Dataset items:

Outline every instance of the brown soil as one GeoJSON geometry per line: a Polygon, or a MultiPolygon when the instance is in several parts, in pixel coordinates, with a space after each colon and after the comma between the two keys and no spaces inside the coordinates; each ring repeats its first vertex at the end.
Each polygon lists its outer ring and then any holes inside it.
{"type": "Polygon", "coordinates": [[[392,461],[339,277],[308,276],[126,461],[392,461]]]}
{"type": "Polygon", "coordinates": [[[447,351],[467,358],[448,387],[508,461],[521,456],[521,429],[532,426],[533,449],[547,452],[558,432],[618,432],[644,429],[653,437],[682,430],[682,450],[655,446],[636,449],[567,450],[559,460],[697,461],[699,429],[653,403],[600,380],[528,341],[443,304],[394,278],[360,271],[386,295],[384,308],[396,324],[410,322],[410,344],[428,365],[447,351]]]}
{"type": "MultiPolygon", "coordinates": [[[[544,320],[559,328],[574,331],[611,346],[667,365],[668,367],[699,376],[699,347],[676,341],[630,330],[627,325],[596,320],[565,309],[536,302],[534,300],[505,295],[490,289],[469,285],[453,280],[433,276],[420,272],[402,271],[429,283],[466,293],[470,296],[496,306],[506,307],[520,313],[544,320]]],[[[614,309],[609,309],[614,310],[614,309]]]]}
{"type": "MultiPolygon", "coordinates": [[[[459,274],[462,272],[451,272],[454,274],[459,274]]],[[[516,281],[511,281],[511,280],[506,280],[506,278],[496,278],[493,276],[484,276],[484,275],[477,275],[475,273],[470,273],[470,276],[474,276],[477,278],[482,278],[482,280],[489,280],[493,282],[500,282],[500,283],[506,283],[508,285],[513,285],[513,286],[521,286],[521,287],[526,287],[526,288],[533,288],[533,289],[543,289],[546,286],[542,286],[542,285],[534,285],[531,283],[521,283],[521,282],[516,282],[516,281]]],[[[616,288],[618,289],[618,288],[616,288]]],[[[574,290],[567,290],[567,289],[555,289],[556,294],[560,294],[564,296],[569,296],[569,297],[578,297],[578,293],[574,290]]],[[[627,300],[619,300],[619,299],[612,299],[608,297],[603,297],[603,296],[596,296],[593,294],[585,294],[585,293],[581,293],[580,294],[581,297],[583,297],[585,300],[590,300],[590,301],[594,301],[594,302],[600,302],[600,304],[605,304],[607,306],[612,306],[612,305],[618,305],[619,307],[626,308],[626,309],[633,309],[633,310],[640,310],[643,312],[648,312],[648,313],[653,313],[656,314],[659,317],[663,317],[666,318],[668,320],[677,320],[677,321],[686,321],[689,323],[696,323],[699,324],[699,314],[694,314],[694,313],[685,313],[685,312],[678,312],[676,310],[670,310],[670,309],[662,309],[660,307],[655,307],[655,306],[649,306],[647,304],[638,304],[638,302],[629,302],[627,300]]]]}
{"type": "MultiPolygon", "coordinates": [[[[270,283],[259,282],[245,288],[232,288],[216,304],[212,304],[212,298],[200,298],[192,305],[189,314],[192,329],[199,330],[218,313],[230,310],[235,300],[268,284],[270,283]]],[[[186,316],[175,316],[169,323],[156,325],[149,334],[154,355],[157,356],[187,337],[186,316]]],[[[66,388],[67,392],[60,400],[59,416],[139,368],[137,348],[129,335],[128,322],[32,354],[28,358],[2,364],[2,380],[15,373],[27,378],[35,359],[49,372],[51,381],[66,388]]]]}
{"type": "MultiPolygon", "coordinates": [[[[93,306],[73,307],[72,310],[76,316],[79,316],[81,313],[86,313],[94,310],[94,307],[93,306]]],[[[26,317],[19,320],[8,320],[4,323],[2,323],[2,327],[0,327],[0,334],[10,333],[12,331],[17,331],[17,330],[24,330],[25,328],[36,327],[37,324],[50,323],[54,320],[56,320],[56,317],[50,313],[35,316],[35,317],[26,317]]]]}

WHAT THE TASK ASKS: Swap "brown soil" for "bare ground" in the rows and write them out again with nothing else changed.

REPLY TO THE TASK:
Outline every instance of the bare ground as one GeoJSON geometry per line: a Polygon, or a MultiPolygon when the instance is in several parts, in pixel coordinates, with a space after each colon and after the comma between the two keys and no spaces inside the coordinates; each ring repeats its first vertex at the end.
Each polygon lists its outer ring and then any holes inside it.
{"type": "Polygon", "coordinates": [[[392,461],[339,277],[308,276],[126,461],[392,461]]]}
{"type": "Polygon", "coordinates": [[[447,351],[467,358],[448,387],[508,461],[521,456],[521,429],[532,426],[533,449],[547,452],[558,432],[618,432],[644,429],[653,437],[682,430],[682,450],[655,446],[636,449],[567,450],[559,460],[697,461],[699,429],[653,403],[600,380],[528,341],[443,304],[394,278],[360,271],[386,295],[384,308],[396,324],[410,322],[410,344],[428,365],[447,351]]]}
{"type": "MultiPolygon", "coordinates": [[[[544,320],[559,328],[574,331],[611,346],[667,365],[668,367],[699,376],[699,347],[676,341],[630,330],[627,325],[596,320],[565,309],[536,302],[534,300],[505,295],[490,289],[469,285],[453,280],[433,276],[420,272],[402,271],[429,283],[466,293],[470,296],[496,306],[506,307],[520,313],[544,320]]],[[[614,309],[609,309],[614,310],[614,309]]]]}
{"type": "MultiPolygon", "coordinates": [[[[459,274],[462,272],[451,272],[454,274],[459,274]]],[[[516,281],[511,281],[511,280],[506,280],[506,278],[496,278],[493,276],[484,276],[484,275],[477,275],[475,273],[470,273],[470,276],[474,276],[477,278],[482,278],[482,280],[489,280],[493,282],[500,282],[500,283],[506,283],[508,285],[513,285],[513,286],[521,286],[521,287],[526,287],[526,288],[533,288],[533,289],[543,289],[546,286],[542,286],[542,285],[534,285],[531,283],[521,283],[521,282],[516,282],[516,281]]],[[[616,288],[618,289],[618,288],[616,288]]],[[[574,290],[567,290],[567,289],[555,289],[556,294],[560,294],[564,296],[569,296],[569,297],[578,297],[578,293],[574,290]]],[[[627,300],[619,300],[619,299],[612,299],[608,297],[603,297],[603,296],[596,296],[593,294],[585,294],[585,293],[581,293],[580,294],[581,297],[583,297],[585,300],[590,300],[590,301],[594,301],[594,302],[600,302],[600,304],[605,304],[607,306],[612,306],[612,305],[618,305],[619,307],[626,308],[626,309],[633,309],[633,310],[640,310],[643,312],[648,312],[648,313],[653,313],[656,314],[659,317],[663,317],[666,318],[668,320],[677,320],[677,321],[686,321],[689,323],[696,323],[699,324],[699,314],[694,314],[694,313],[685,313],[685,312],[678,312],[676,310],[670,310],[670,309],[662,309],[660,307],[655,307],[655,306],[649,306],[647,304],[638,304],[638,302],[629,302],[627,300]]]]}
{"type": "MultiPolygon", "coordinates": [[[[270,283],[259,282],[245,288],[232,288],[216,304],[212,304],[212,298],[200,298],[192,305],[189,314],[192,329],[199,330],[218,313],[230,310],[235,300],[268,284],[270,283]]],[[[186,316],[175,316],[169,323],[156,325],[149,334],[154,355],[157,356],[187,337],[186,316]]],[[[66,388],[67,392],[60,400],[59,416],[139,368],[137,348],[129,335],[128,322],[32,354],[28,358],[2,364],[2,380],[15,373],[27,378],[35,359],[49,372],[51,381],[66,388]]]]}
{"type": "MultiPolygon", "coordinates": [[[[93,306],[73,307],[72,310],[76,316],[79,316],[81,313],[86,313],[94,310],[94,307],[93,306]]],[[[26,317],[19,320],[8,320],[4,323],[2,323],[2,327],[0,327],[0,334],[10,333],[12,331],[17,331],[17,330],[24,330],[25,328],[36,327],[37,324],[50,323],[54,320],[56,320],[56,317],[50,313],[35,316],[35,317],[26,317]]]]}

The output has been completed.